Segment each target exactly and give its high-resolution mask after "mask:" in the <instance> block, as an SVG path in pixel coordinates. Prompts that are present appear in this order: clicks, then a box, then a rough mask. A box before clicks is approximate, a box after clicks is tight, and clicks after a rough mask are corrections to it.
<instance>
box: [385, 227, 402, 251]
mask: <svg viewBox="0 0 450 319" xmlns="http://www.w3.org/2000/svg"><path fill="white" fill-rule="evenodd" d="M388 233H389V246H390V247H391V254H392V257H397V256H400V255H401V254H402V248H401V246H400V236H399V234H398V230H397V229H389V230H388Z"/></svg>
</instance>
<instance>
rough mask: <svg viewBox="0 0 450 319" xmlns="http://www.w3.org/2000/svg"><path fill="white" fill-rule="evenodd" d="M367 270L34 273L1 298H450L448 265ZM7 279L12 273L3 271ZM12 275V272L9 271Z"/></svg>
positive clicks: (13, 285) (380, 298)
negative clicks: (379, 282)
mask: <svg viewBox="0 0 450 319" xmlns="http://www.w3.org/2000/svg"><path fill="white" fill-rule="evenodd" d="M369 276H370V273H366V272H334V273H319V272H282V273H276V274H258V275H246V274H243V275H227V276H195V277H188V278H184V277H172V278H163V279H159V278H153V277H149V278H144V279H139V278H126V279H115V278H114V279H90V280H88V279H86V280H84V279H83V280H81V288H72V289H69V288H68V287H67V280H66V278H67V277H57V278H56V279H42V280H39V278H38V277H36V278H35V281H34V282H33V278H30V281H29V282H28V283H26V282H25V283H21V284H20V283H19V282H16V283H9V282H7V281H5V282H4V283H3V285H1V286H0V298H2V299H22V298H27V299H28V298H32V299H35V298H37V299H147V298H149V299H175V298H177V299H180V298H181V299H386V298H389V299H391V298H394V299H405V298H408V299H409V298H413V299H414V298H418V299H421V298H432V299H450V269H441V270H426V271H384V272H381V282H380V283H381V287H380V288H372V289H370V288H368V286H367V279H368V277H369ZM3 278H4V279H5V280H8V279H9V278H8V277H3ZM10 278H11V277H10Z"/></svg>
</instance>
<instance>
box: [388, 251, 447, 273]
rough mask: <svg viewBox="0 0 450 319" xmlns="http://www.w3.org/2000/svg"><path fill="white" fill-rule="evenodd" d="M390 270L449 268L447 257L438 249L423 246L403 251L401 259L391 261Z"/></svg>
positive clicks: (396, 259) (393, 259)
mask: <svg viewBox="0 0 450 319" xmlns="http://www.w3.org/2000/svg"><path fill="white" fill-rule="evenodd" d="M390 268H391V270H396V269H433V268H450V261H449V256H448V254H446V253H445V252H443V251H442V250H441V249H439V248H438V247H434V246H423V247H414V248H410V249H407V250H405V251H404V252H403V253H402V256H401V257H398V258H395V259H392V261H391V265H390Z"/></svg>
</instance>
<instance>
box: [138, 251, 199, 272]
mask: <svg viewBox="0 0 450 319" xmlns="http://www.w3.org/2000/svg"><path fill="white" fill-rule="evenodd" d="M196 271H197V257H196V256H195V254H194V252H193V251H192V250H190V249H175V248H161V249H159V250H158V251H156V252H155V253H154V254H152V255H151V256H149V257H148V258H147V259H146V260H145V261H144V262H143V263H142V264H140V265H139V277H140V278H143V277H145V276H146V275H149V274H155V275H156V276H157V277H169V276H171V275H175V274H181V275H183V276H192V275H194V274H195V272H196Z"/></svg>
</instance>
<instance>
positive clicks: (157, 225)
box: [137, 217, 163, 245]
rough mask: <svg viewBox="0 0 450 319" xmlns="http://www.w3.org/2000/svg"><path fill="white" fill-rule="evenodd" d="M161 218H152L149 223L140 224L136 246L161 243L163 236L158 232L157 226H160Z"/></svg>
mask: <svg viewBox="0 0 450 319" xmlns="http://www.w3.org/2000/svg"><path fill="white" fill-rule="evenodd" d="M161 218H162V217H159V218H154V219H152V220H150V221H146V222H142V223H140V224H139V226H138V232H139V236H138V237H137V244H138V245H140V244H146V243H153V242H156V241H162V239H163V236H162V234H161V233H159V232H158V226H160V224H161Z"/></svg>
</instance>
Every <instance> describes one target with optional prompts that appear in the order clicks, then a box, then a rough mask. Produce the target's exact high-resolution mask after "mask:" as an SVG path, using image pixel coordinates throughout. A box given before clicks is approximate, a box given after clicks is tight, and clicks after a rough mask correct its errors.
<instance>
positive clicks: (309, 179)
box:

### TASK INSTRUCTIONS
An exact copy of every entry is required.

### COMPLETED EXERCISE
Segment each target exactly and give its high-resolution mask after "mask:" in the <instance> block, as an SVG path in pixel coordinates. Prompts that are present appear in this order: clicks, then a box, then a rough mask. A box before clicks is approximate, a box after clicks is tight, and clicks after a rough mask are corrections to it.
<instance>
box: [385, 227, 402, 251]
mask: <svg viewBox="0 0 450 319" xmlns="http://www.w3.org/2000/svg"><path fill="white" fill-rule="evenodd" d="M388 233H389V246H390V247H391V254H392V257H397V256H400V255H401V254H402V248H401V246H400V236H399V234H398V230H397V229H389V230H388Z"/></svg>
</instance>
<instance>
rough mask: <svg viewBox="0 0 450 319" xmlns="http://www.w3.org/2000/svg"><path fill="white" fill-rule="evenodd" d="M367 270L34 273L1 298H450L448 265ZM7 279L12 273L3 271ZM12 275V272L9 271Z"/></svg>
positive clicks: (13, 285) (380, 298)
negative clicks: (379, 282)
mask: <svg viewBox="0 0 450 319" xmlns="http://www.w3.org/2000/svg"><path fill="white" fill-rule="evenodd" d="M369 276H370V273H366V272H334V273H319V272H282V273H276V274H258V275H246V274H243V275H227V276H195V277H188V278H184V277H172V278H163V279H159V278H153V277H149V278H144V279H139V278H126V279H115V278H114V279H90V280H88V279H86V280H84V279H83V280H81V288H72V289H69V288H68V287H67V280H66V278H67V277H57V278H56V279H42V280H39V278H38V277H36V278H35V281H34V282H33V278H30V281H29V282H28V283H26V282H25V283H21V284H20V283H19V282H16V283H9V282H7V281H5V282H4V283H3V285H1V286H0V298H2V299H22V298H27V299H28V298H32V299H35V298H37V299H147V298H149V299H175V298H177V299H180V298H181V299H386V298H389V299H391V298H394V299H405V298H408V299H409V298H413V299H414V298H418V299H421V298H432V299H450V269H441V270H426V271H384V272H381V282H380V283H381V287H380V288H372V289H370V288H368V286H367V279H368V277H369ZM3 278H4V279H5V280H8V279H9V278H8V277H3ZM10 278H11V277H10Z"/></svg>
</instance>
<instance>
box: [388, 251, 447, 273]
rough mask: <svg viewBox="0 0 450 319" xmlns="http://www.w3.org/2000/svg"><path fill="white" fill-rule="evenodd" d="M390 270L449 268L447 257L438 249L423 246L403 251L401 259L391 261Z"/></svg>
positive clicks: (396, 259) (393, 259)
mask: <svg viewBox="0 0 450 319" xmlns="http://www.w3.org/2000/svg"><path fill="white" fill-rule="evenodd" d="M390 268H391V270H396V269H433V268H450V261H449V256H448V254H446V253H445V252H443V251H442V250H441V249H439V248H438V247H434V246H423V247H414V248H410V249H407V250H405V251H404V252H403V253H402V256H401V257H398V258H395V259H392V261H391V265H390Z"/></svg>
</instance>
<instance>
box: [138, 251, 199, 272]
mask: <svg viewBox="0 0 450 319" xmlns="http://www.w3.org/2000/svg"><path fill="white" fill-rule="evenodd" d="M196 271H197V257H196V256H195V254H194V252H193V251H192V250H190V249H175V248H161V249H159V250H158V251H156V252H155V253H154V254H152V255H151V256H149V257H148V258H147V259H146V260H145V261H144V262H143V263H142V264H140V265H139V277H140V278H143V277H145V276H146V275H149V274H155V275H156V276H157V277H169V276H171V275H175V274H181V275H183V276H192V275H194V274H195V272H196Z"/></svg>
</instance>
<instance>
positive clicks: (157, 225)
box: [137, 217, 163, 245]
rough mask: <svg viewBox="0 0 450 319" xmlns="http://www.w3.org/2000/svg"><path fill="white" fill-rule="evenodd" d="M161 218H152L149 223L140 224L136 246L161 243L163 236L158 232L157 226H160Z"/></svg>
mask: <svg viewBox="0 0 450 319" xmlns="http://www.w3.org/2000/svg"><path fill="white" fill-rule="evenodd" d="M161 218H162V217H159V218H154V219H152V220H150V221H146V222H142V223H140V224H139V226H138V232H139V236H138V237H137V244H138V245H140V244H146V243H153V242H156V241H162V239H163V236H162V234H161V233H159V232H158V226H160V224H161Z"/></svg>
</instance>
Every <instance> describes one target with optional prompts that appear in the order clicks, then a box, then a rough mask. Produce the target's exact high-resolution mask after "mask:" as an SVG path, using image pixel coordinates throughout. A box given before clicks is approximate, a box given after clicks is tight, and clicks after a rough mask correct its errors.
<instance>
positive clicks: (309, 179)
box:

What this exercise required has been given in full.